● **Your goal**: Every line of the records that holds the word "crop" should be copied out.

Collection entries
========
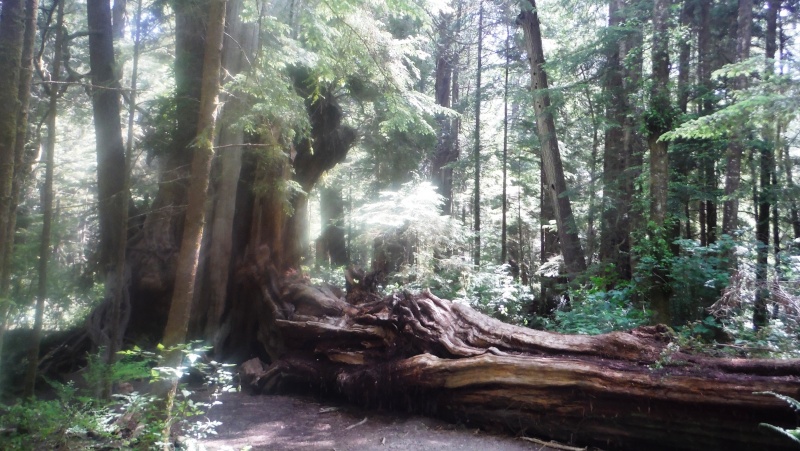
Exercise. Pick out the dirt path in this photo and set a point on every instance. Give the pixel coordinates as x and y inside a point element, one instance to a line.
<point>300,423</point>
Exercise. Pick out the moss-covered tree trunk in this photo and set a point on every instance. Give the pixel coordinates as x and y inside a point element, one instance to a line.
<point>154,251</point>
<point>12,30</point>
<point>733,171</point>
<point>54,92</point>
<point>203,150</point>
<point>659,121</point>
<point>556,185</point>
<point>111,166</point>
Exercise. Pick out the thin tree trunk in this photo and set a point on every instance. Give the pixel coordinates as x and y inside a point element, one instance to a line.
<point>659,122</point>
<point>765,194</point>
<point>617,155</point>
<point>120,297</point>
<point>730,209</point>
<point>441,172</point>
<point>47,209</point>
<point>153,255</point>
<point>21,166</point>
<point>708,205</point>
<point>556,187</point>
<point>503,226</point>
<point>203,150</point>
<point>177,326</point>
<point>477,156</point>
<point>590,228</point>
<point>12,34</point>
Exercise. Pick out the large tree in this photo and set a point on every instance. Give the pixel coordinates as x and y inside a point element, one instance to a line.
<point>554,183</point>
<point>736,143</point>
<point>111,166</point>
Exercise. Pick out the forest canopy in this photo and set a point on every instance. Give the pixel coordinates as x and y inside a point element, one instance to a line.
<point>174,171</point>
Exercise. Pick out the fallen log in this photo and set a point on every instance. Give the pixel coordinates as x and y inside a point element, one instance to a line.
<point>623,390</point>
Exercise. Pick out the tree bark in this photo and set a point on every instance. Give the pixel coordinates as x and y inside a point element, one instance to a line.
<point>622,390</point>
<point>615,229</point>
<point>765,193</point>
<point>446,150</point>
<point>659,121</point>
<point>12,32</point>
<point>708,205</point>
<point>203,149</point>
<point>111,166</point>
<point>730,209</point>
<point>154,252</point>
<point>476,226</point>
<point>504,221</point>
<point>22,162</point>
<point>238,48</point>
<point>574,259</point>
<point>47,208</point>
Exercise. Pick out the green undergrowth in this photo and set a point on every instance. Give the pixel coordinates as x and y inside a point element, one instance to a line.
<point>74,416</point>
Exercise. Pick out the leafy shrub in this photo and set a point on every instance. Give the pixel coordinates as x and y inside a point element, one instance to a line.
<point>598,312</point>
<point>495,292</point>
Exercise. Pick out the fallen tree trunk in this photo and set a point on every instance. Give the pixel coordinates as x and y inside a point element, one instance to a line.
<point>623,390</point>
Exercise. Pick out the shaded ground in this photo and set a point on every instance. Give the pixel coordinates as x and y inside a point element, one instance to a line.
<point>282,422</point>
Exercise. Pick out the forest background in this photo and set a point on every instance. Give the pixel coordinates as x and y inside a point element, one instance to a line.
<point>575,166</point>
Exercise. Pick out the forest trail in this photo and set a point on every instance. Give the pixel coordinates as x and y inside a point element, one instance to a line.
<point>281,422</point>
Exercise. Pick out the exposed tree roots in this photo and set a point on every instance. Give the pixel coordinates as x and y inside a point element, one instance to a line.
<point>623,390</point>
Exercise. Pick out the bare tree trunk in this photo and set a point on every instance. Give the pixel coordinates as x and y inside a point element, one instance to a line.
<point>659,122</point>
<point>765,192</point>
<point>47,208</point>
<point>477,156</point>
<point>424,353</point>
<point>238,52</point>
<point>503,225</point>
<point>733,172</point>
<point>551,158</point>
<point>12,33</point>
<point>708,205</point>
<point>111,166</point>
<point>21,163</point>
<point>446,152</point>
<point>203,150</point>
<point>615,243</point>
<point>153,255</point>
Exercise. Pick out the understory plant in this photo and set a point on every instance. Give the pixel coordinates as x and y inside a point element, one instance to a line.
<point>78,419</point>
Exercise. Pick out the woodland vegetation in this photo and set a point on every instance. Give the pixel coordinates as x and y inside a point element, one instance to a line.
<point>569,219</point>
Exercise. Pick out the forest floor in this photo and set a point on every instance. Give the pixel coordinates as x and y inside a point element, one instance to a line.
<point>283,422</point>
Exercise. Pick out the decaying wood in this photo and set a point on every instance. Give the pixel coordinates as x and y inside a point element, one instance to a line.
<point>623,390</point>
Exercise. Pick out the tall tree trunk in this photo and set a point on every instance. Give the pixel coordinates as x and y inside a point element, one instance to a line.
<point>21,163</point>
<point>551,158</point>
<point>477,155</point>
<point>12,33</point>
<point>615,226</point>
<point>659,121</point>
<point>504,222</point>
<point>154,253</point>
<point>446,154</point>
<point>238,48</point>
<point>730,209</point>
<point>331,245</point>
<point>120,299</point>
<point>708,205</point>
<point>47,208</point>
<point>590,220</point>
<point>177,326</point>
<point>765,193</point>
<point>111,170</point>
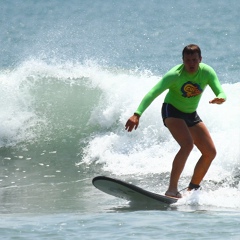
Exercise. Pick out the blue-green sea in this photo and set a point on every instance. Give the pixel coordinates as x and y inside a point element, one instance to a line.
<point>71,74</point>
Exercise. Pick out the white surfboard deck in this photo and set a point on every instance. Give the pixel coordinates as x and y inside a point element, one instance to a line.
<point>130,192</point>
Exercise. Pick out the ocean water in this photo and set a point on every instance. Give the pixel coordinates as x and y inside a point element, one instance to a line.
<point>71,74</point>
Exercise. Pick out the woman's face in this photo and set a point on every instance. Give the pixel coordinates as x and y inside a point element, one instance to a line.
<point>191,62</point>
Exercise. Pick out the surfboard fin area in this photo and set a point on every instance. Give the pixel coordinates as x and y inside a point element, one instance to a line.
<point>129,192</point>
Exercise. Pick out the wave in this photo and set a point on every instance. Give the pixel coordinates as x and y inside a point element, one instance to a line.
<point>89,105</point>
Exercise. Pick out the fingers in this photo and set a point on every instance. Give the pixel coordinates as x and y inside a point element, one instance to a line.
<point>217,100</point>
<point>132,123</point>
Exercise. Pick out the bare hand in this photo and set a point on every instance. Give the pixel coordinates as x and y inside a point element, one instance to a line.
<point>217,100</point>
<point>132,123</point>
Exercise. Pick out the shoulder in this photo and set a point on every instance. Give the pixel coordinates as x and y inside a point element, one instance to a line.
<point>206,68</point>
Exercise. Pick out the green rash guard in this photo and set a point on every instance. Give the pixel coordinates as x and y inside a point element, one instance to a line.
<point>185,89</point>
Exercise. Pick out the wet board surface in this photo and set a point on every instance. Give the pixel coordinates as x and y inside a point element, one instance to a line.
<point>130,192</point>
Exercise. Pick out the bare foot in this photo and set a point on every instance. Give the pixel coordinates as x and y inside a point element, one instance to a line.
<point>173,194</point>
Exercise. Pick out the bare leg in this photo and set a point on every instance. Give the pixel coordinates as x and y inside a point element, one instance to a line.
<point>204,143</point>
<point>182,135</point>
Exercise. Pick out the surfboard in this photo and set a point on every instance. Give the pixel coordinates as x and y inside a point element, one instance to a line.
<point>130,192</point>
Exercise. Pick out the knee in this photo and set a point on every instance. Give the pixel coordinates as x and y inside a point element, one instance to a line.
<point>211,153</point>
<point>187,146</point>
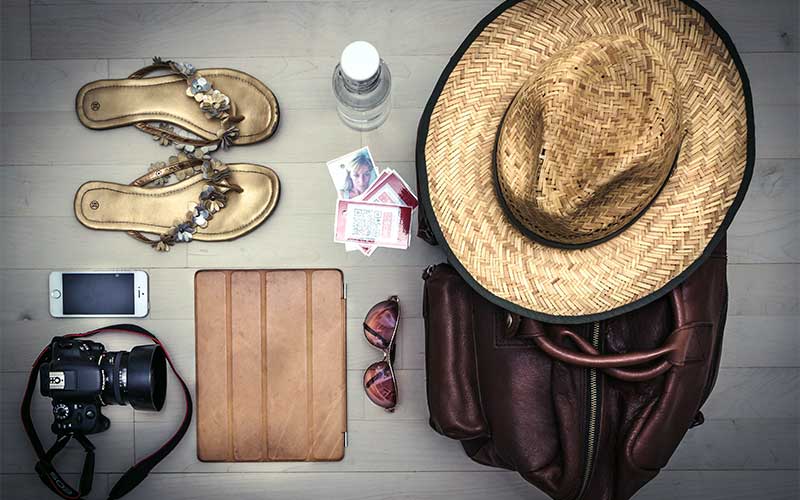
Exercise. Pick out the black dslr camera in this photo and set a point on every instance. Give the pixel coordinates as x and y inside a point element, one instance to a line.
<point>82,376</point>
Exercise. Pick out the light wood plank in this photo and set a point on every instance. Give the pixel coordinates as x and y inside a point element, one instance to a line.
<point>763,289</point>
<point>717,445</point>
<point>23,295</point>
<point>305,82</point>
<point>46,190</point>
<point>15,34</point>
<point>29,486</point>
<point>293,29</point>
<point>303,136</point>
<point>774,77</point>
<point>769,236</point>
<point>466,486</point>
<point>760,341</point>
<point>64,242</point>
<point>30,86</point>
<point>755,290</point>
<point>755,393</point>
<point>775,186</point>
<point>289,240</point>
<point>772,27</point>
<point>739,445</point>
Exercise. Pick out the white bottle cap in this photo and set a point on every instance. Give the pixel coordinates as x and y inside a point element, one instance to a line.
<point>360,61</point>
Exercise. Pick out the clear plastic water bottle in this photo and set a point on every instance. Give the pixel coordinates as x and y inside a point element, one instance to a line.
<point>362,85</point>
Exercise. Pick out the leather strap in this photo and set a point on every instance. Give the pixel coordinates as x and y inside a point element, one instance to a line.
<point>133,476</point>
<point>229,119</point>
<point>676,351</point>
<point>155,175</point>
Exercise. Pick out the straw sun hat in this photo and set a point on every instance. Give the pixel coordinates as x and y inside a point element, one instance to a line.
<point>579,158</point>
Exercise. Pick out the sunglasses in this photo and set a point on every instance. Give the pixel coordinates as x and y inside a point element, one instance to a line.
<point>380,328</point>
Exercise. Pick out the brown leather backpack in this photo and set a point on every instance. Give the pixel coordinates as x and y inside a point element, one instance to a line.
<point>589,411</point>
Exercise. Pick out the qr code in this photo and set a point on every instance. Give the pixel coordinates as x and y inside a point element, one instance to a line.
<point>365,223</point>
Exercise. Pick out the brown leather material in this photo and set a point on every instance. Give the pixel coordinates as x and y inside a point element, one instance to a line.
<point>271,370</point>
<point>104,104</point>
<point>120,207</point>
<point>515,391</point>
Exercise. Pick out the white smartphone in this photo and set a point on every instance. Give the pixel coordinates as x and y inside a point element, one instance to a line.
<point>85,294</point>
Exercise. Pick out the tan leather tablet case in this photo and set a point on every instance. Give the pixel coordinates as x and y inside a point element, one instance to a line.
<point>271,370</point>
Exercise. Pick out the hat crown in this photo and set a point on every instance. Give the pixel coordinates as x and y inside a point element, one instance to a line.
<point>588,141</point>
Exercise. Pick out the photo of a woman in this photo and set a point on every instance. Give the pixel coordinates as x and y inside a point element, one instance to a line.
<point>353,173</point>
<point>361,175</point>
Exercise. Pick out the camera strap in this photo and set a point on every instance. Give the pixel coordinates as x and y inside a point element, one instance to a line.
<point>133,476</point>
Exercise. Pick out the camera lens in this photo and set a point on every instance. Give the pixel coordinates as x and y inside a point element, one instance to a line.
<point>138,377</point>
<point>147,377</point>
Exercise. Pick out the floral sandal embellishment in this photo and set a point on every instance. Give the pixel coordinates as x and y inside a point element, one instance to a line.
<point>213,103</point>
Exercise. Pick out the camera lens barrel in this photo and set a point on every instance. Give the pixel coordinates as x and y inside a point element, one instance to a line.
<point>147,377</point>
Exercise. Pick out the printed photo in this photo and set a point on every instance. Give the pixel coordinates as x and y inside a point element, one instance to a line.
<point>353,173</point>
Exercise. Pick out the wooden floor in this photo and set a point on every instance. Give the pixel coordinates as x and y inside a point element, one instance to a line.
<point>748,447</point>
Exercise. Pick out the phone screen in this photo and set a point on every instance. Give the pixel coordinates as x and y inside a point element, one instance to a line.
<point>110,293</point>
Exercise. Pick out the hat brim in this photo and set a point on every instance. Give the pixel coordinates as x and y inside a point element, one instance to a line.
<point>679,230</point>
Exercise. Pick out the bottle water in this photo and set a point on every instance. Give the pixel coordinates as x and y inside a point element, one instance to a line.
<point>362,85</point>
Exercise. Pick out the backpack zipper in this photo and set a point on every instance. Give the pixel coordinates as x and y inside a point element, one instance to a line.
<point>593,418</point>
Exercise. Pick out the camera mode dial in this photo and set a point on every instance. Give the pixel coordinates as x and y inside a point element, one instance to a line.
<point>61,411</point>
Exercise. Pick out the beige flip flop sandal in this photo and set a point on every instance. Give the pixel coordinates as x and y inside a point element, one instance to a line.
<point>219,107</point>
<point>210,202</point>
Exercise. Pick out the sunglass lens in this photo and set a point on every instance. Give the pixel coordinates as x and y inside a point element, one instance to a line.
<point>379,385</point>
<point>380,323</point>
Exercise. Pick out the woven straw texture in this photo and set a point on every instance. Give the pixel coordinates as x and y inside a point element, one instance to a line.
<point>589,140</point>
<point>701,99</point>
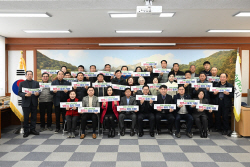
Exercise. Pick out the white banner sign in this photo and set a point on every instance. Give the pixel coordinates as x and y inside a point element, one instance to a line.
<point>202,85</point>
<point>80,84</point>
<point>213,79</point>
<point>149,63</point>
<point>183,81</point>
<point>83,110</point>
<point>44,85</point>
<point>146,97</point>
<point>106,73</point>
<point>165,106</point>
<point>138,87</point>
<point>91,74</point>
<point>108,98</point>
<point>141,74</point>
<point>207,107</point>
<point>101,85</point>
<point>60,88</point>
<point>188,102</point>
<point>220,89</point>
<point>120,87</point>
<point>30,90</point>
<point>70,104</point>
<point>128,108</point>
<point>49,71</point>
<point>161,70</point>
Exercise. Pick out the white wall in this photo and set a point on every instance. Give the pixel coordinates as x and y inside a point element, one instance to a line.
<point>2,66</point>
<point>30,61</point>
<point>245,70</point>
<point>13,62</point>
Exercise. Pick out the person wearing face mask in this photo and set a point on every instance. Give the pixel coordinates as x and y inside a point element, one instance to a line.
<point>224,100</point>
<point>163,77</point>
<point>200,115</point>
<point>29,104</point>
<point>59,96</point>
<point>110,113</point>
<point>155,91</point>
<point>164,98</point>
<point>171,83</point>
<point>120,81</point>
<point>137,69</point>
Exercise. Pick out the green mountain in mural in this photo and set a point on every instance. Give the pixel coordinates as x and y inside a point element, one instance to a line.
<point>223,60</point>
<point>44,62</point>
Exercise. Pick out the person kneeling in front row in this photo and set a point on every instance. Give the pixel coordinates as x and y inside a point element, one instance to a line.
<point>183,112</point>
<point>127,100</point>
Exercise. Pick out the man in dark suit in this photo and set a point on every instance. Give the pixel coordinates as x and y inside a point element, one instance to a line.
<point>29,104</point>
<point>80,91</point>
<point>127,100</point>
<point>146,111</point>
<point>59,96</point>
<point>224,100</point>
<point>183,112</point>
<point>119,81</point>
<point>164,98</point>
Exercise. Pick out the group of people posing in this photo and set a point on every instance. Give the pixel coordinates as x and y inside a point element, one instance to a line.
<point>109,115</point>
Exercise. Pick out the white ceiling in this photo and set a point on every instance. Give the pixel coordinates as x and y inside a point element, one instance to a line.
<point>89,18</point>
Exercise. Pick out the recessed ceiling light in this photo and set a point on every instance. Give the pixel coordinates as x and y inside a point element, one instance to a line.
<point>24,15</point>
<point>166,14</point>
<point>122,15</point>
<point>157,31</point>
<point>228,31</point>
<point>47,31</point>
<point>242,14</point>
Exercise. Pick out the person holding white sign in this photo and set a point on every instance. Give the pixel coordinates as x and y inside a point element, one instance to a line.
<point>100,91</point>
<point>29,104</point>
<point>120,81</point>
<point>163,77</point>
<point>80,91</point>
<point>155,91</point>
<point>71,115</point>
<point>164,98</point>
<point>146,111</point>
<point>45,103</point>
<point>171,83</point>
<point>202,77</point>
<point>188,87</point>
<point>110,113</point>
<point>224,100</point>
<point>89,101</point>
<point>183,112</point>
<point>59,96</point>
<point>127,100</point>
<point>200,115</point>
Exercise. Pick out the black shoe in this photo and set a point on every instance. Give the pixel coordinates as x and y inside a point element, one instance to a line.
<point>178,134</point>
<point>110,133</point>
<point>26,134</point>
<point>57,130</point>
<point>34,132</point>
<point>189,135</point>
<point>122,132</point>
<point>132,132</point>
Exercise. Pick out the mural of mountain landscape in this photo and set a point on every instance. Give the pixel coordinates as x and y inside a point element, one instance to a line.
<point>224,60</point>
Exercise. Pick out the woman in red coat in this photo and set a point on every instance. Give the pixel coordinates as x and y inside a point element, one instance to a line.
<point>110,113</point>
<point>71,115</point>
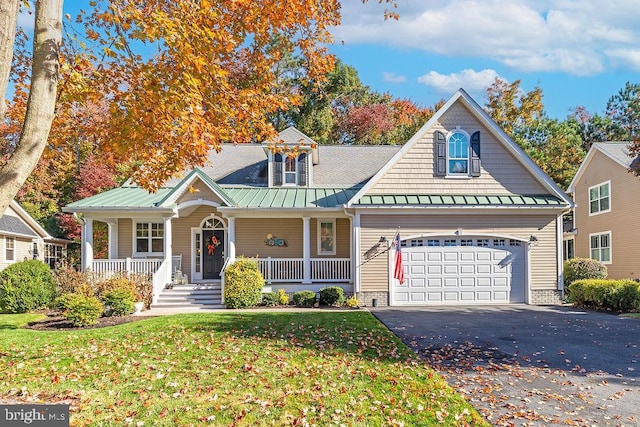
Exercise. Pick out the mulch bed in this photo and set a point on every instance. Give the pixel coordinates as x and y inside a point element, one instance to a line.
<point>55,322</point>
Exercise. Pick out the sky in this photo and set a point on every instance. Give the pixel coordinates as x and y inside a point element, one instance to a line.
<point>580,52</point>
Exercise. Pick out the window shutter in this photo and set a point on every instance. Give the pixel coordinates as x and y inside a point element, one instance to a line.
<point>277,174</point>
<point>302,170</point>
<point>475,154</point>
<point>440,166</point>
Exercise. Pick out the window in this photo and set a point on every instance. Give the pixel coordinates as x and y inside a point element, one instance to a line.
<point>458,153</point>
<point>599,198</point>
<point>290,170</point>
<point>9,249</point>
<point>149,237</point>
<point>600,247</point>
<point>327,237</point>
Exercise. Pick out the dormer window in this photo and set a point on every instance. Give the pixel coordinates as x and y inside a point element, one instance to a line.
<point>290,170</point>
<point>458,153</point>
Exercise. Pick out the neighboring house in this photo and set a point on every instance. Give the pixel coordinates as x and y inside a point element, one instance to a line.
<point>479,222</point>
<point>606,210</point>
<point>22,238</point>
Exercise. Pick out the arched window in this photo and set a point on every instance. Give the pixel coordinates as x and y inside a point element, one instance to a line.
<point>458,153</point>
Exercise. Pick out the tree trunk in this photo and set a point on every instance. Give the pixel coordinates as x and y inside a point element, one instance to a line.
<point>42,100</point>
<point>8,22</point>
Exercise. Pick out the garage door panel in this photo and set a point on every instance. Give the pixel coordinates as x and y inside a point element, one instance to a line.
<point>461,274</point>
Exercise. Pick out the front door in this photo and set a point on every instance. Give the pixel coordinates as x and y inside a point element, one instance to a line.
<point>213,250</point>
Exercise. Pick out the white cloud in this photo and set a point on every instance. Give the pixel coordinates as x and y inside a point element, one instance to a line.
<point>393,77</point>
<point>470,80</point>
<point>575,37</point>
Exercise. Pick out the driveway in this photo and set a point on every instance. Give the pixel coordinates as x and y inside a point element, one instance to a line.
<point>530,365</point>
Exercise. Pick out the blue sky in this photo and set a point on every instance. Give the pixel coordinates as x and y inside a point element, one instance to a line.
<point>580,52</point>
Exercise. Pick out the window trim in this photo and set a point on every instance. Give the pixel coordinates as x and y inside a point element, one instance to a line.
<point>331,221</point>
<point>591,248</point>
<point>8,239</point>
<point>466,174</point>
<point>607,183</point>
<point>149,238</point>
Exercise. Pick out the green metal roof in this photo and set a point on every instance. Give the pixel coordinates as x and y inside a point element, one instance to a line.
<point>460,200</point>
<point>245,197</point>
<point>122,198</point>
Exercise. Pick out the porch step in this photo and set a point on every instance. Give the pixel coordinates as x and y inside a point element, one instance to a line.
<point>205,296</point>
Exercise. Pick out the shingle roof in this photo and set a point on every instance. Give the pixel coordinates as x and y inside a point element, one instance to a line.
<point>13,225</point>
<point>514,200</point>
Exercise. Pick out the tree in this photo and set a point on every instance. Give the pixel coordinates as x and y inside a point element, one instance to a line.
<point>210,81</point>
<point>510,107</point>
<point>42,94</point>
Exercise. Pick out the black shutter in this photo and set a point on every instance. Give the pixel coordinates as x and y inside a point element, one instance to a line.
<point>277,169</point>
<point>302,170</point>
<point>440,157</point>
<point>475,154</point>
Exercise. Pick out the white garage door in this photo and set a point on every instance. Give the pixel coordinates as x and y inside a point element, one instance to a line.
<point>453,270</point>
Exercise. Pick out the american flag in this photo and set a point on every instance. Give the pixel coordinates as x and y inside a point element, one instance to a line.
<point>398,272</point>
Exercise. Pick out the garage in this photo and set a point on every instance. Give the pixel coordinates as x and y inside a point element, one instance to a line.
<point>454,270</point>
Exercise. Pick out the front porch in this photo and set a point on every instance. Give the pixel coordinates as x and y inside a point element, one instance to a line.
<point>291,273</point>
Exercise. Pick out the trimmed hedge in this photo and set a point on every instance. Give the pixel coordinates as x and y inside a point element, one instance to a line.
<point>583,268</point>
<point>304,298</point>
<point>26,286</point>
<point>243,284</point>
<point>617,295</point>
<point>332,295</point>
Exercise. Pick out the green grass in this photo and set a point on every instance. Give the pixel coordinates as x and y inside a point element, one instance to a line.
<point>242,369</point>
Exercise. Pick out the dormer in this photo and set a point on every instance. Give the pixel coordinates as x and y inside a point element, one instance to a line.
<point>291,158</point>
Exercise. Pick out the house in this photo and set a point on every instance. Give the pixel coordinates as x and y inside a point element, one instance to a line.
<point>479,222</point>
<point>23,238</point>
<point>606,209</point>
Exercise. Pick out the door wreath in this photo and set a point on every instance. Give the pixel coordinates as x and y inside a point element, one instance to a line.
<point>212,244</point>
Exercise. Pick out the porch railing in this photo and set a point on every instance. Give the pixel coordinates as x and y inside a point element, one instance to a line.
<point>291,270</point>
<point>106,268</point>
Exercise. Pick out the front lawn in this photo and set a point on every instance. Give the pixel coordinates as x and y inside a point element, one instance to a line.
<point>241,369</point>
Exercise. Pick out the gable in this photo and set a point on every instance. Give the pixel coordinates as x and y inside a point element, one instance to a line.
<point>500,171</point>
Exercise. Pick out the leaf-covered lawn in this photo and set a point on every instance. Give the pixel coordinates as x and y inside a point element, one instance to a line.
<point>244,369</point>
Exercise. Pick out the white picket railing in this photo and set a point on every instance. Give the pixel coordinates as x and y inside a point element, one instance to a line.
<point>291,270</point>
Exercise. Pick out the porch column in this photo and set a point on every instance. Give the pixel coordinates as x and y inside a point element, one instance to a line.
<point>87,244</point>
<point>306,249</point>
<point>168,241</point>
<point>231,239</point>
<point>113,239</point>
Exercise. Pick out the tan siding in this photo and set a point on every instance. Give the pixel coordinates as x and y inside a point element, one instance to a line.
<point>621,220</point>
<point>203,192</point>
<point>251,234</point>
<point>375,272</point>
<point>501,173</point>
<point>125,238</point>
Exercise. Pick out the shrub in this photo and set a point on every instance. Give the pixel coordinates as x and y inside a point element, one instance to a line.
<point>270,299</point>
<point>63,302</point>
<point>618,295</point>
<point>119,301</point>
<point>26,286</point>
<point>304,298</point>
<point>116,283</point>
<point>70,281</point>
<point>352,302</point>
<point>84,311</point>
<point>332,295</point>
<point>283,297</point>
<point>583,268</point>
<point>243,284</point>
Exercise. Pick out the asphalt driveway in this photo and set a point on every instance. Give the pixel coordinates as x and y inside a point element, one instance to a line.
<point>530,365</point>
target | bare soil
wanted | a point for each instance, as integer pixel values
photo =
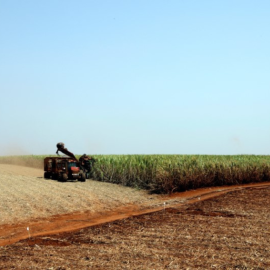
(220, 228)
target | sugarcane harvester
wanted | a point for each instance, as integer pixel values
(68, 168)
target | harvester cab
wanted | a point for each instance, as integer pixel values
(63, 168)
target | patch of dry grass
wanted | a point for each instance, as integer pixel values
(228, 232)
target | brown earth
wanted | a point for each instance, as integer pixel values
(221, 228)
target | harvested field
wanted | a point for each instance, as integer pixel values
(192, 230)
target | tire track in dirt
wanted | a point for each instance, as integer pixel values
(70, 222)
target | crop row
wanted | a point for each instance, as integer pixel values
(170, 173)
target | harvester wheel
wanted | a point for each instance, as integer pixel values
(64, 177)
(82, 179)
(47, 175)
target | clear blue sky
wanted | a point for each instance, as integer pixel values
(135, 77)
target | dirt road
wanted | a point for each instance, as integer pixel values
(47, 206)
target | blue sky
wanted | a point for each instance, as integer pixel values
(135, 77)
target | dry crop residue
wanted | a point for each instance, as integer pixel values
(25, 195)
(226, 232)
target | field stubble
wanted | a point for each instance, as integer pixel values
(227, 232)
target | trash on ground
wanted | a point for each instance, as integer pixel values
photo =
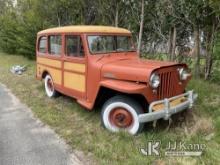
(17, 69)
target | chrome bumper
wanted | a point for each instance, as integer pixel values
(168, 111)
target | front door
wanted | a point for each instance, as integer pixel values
========
● **Solution to this problem**:
target | crop row
target | dry crop residue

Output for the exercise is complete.